Reproduce word for word the part of the forum thread below about the two canceled warships, starting with "## John N MacDonald" and going on through "(Jan 1, 2007)".

- _PAGE EXCERPT_:
## START

# Government cancels two warships ( BBC )



## Gavin Gait (Aug 14, 2005)

http://news.bbc.co.uk/1/hi/england/hampshire/7464085.stm

So the nicknamed "HMS Doubtful" and "HMS Dubious" have been canceled after all......


----------



## John N MacDonald (Apr 1, 2008)

I wonder what ships are going to escort the 2 super carriers if they are ever built!


----------



## marinero (Jan 1, 2007)

John N MacDonald said:


> I wonder what ships are going to escort the 2 super carriers if they are ever built!


Hi John.
Maybe they will ask the French to supply the escorts after we contribute the Carriers to the EU Navy.
Regards(Thumb)


----------



## ROBERT HENDERSON (Apr 11, 2008)

Marinero.
Britain is not going to contribute the new super carriers to the EU NAVY. Brown said so at last weeks PM questions. Yes! I know we have all seen pigs that can fly.


----------



## Santos (Mar 16, 2005)

Davie Tait said:


> http://news.bbc.co.uk/1/hi/england/hampshire/7464085.stm
> 
> So the nicknamed "HMS Doubtful" and "HMS Dubious" have been canceled after all......


What a surprise they really will be ' stealth ' after all, totally invisible. (Cloud) 

I cannot comment any further about this Government - I might just be rude (POP) 

Chris.


----------



## Peter4447 (Jan 26, 2006)

ROBERT HENDERSON said:


> Marinero.
> Britain is not going to contribute the new super carriers to the EU NAVY. Brown said so at last weeks PM questions. Yes! I know we have all seen pigs that can fly.


Having watched Prime Minister's Questions on TV I am very surprised there has not been more 'fall out' in regard to his answer about the carriers and his reference to the ENGLISH Navy - he definately tied himself in knots!!!
Peter4447(Smoke)


----------



## ROBERT HENDERSON (Apr 11, 2008)

*Government Cancels Two Warships*

Peter 4447
I remember his quote on PM questions regarding the English Navy now that you have jogged my memory, I did not pick it up at the time, I concentrated more on his remarks regarding not contributing them to the EU navy. When the EU says jump, Gordon says ''how high''.
Robert

(Cloud) (Cloud) (Cloud)


----------



## Hawkeye (Dec 7, 2005)

John N MacDonald said:


> I wonder what ships are going to escort the 2 super carriers if they are ever built!

## END

- _DATA SHOWN_:

## START

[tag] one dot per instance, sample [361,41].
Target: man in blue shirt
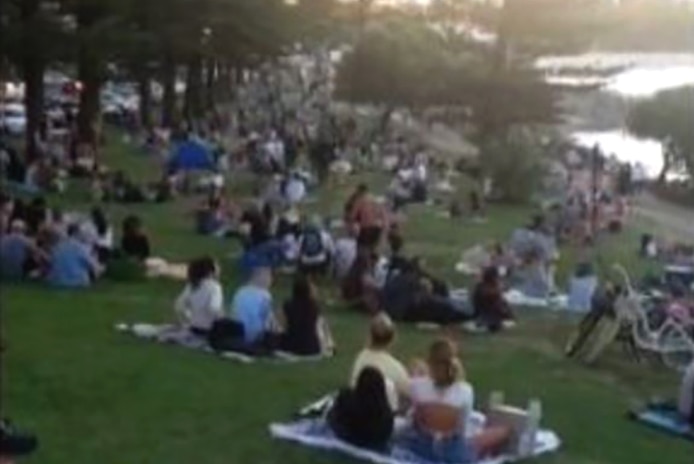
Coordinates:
[15,251]
[252,306]
[72,266]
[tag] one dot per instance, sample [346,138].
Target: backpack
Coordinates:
[312,247]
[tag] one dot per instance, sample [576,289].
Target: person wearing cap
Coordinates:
[17,252]
[377,355]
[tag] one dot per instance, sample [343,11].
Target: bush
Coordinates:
[516,164]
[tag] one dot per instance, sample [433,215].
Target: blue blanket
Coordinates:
[666,420]
[314,433]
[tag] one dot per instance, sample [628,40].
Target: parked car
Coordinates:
[13,118]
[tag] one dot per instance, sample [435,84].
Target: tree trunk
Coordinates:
[668,158]
[223,85]
[168,110]
[144,88]
[89,105]
[33,67]
[89,62]
[192,106]
[211,77]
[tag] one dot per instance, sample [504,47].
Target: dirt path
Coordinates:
[673,221]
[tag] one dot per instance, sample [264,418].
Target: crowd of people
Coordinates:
[41,243]
[273,126]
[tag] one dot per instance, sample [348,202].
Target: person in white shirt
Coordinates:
[442,405]
[345,253]
[294,189]
[97,233]
[377,356]
[200,303]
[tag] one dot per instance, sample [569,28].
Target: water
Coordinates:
[637,76]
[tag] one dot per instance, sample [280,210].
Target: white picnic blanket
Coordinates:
[314,433]
[173,335]
[517,298]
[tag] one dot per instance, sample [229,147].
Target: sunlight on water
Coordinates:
[625,148]
[647,82]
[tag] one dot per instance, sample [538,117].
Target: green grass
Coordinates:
[93,395]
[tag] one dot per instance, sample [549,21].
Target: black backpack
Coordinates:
[312,246]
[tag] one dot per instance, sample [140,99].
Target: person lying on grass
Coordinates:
[442,406]
[200,303]
[71,263]
[410,295]
[377,355]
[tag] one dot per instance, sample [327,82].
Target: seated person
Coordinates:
[251,307]
[502,259]
[490,310]
[305,331]
[397,261]
[315,249]
[294,189]
[200,303]
[377,355]
[359,286]
[71,264]
[442,404]
[134,242]
[257,227]
[361,415]
[345,253]
[98,234]
[19,254]
[582,286]
[534,278]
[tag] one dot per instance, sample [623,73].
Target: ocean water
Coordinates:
[638,76]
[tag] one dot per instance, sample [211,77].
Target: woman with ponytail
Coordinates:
[442,405]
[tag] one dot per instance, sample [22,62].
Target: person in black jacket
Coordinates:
[302,316]
[362,416]
[134,242]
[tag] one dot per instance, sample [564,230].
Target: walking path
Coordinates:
[676,222]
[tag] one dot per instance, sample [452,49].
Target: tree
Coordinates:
[392,65]
[668,117]
[34,28]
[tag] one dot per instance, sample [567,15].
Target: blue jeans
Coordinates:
[454,449]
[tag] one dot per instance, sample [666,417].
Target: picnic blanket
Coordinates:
[314,433]
[515,297]
[173,335]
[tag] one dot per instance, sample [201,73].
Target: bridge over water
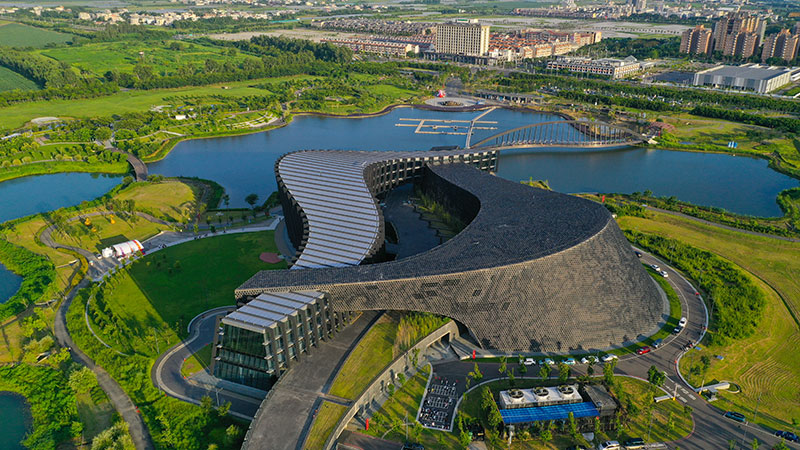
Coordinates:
[561,134]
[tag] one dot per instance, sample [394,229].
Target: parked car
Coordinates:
[609,445]
[788,435]
[633,443]
[733,415]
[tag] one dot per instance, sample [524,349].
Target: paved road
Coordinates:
[283,420]
[122,403]
[712,430]
[166,371]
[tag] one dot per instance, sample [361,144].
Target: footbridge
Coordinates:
[561,133]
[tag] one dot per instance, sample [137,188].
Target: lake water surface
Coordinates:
[29,195]
[245,164]
[16,414]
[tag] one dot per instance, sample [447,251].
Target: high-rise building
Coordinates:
[696,40]
[742,45]
[728,34]
[462,38]
[782,45]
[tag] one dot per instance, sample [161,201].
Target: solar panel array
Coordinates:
[266,309]
[554,412]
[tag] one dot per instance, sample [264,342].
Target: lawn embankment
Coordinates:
[18,35]
[327,418]
[764,363]
[10,80]
[145,308]
[373,353]
[393,334]
[185,280]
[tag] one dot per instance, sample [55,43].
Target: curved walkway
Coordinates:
[122,403]
[166,372]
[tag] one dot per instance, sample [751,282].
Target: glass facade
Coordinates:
[257,358]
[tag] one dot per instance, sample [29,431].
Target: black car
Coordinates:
[634,443]
[788,435]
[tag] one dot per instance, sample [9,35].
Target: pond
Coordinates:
[9,284]
[245,164]
[29,195]
[16,423]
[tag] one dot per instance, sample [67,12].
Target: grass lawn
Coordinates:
[373,353]
[19,35]
[197,362]
[95,411]
[326,420]
[100,57]
[660,431]
[103,233]
[403,406]
[10,80]
[171,200]
[185,280]
[147,333]
[15,116]
[764,363]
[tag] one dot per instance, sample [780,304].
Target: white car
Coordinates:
[609,445]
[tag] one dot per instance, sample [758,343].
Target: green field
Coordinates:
[18,35]
[185,280]
[10,80]
[98,58]
[15,116]
[373,353]
[764,364]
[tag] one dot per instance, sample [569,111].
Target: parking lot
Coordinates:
[438,405]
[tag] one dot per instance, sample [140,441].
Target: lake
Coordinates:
[29,195]
[16,414]
[245,164]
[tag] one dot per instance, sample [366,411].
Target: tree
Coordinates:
[544,372]
[563,372]
[546,435]
[251,200]
[573,425]
[655,376]
[416,432]
[608,371]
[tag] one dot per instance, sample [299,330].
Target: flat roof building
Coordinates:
[462,38]
[749,77]
[614,68]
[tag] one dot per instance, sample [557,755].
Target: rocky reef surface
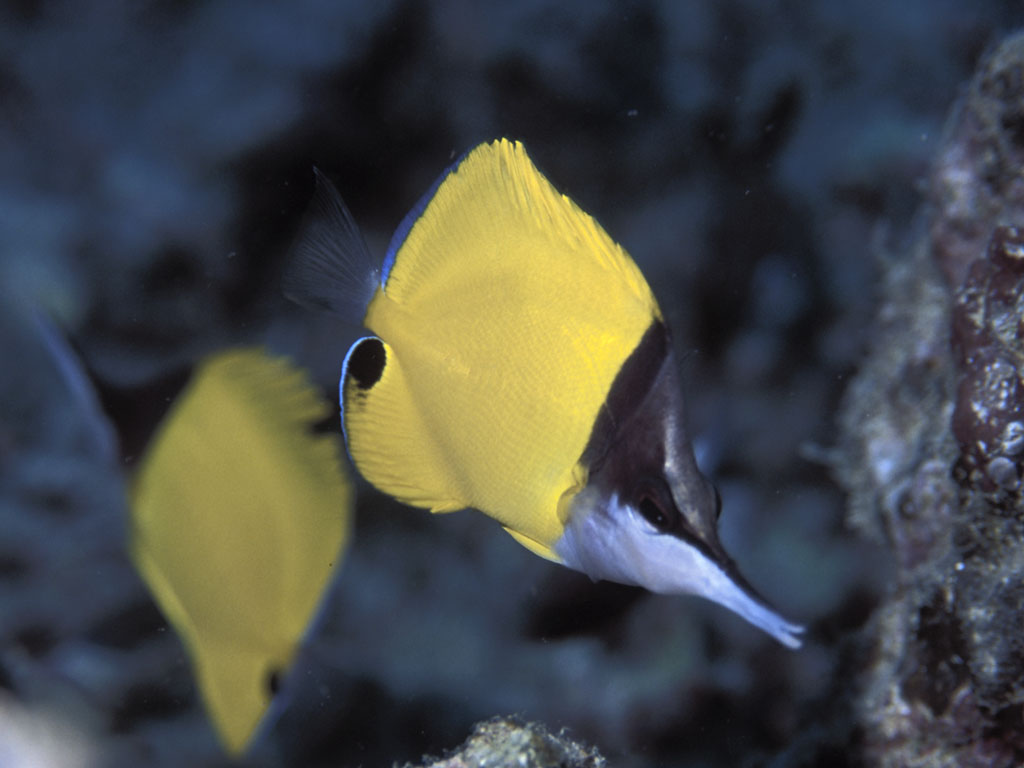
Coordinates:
[931,455]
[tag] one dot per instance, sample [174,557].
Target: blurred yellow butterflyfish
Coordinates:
[519,365]
[240,518]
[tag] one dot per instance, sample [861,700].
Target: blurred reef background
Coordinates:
[822,196]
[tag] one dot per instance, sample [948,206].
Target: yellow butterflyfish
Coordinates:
[240,518]
[519,365]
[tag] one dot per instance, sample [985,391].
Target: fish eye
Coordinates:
[654,514]
[272,681]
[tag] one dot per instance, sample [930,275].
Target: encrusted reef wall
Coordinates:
[931,454]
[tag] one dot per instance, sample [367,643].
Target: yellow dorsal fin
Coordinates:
[505,315]
[240,517]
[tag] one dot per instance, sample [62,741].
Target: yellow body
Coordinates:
[506,316]
[240,517]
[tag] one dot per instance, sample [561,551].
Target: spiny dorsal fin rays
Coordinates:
[240,518]
[330,267]
[499,178]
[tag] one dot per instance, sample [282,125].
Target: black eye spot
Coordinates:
[273,682]
[366,363]
[653,514]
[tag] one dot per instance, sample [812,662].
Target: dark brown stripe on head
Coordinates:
[632,385]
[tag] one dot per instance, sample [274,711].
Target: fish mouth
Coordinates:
[613,542]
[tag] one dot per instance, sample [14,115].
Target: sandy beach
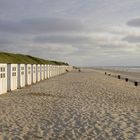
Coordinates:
[85,105]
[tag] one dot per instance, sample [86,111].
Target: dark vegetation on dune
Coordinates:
[25,59]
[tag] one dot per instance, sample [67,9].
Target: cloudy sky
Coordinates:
[80,32]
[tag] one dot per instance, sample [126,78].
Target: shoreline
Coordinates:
[77,105]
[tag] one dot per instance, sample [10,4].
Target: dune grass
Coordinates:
[25,59]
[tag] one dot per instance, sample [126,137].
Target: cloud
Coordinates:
[134,22]
[41,25]
[132,39]
[64,39]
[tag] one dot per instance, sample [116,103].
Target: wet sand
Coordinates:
[83,105]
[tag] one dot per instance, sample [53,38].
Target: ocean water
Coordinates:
[123,68]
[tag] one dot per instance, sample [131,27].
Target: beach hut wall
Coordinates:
[12,76]
[42,72]
[28,74]
[21,75]
[34,73]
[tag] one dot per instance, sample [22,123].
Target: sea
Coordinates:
[122,68]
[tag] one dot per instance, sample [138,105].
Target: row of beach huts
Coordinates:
[14,76]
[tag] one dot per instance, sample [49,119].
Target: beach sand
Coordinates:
[83,105]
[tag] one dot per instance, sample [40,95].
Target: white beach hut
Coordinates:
[3,78]
[42,72]
[21,75]
[28,74]
[34,78]
[38,73]
[12,76]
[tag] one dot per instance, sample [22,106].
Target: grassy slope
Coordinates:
[26,59]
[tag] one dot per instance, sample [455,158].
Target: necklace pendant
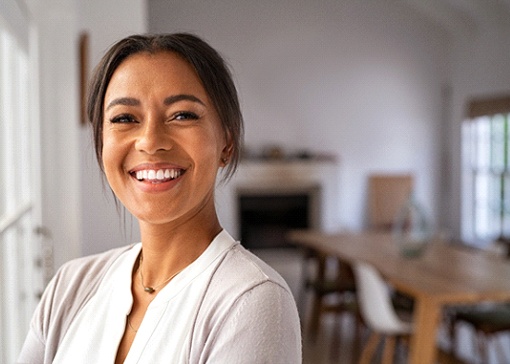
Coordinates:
[149,290]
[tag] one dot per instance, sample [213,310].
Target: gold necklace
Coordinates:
[152,289]
[131,326]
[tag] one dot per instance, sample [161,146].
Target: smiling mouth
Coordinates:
[157,175]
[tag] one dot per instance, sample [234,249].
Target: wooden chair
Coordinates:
[338,287]
[386,196]
[316,279]
[487,320]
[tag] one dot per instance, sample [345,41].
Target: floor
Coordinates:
[288,263]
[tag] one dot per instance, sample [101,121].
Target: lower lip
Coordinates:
[150,187]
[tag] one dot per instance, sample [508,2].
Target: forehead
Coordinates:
[142,72]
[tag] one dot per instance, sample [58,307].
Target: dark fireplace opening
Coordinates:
[265,218]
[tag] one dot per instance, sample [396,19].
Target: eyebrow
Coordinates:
[129,101]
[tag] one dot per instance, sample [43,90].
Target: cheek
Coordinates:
[111,157]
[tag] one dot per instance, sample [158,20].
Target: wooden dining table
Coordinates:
[445,274]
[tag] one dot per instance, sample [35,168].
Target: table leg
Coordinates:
[423,342]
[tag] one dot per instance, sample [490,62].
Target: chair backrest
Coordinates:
[386,196]
[375,302]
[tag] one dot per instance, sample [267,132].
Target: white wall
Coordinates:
[55,35]
[359,79]
[102,226]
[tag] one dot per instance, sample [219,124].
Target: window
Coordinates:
[20,278]
[486,137]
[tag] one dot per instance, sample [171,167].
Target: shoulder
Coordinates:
[84,270]
[247,305]
[71,287]
[245,269]
[241,275]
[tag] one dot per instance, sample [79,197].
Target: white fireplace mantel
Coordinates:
[281,176]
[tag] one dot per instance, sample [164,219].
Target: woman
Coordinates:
[166,119]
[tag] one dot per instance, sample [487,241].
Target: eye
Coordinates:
[185,115]
[123,119]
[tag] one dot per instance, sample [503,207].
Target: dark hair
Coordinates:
[209,66]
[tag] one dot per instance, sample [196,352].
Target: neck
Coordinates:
[168,249]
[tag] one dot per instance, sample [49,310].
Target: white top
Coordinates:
[226,307]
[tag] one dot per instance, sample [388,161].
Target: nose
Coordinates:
[153,137]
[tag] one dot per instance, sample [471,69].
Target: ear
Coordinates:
[226,153]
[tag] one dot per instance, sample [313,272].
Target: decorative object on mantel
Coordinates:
[275,152]
[412,230]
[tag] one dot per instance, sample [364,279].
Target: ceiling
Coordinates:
[463,17]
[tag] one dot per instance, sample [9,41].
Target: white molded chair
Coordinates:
[378,313]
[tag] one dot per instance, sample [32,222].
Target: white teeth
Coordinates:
[157,175]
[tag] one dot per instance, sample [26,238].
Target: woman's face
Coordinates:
[162,139]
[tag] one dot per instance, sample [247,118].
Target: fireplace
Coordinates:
[265,215]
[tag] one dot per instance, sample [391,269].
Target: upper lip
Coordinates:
[154,166]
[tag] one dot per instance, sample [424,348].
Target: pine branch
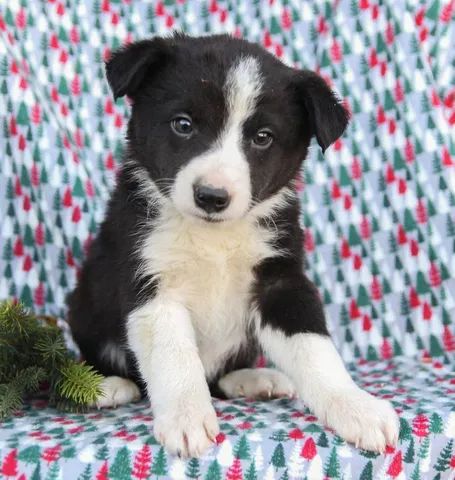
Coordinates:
[15,320]
[79,383]
[10,399]
[32,349]
[51,346]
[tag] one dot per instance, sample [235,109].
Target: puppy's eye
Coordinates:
[263,139]
[182,125]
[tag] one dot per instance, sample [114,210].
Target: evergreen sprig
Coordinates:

## END

- _RESULT OF THE TASK_:
## John N MacDonald (Apr 1, 2008)

I wonder what ships are going to escort the 2 super carriers if they are ever built!


----------



## marinero (Jan 1, 2007)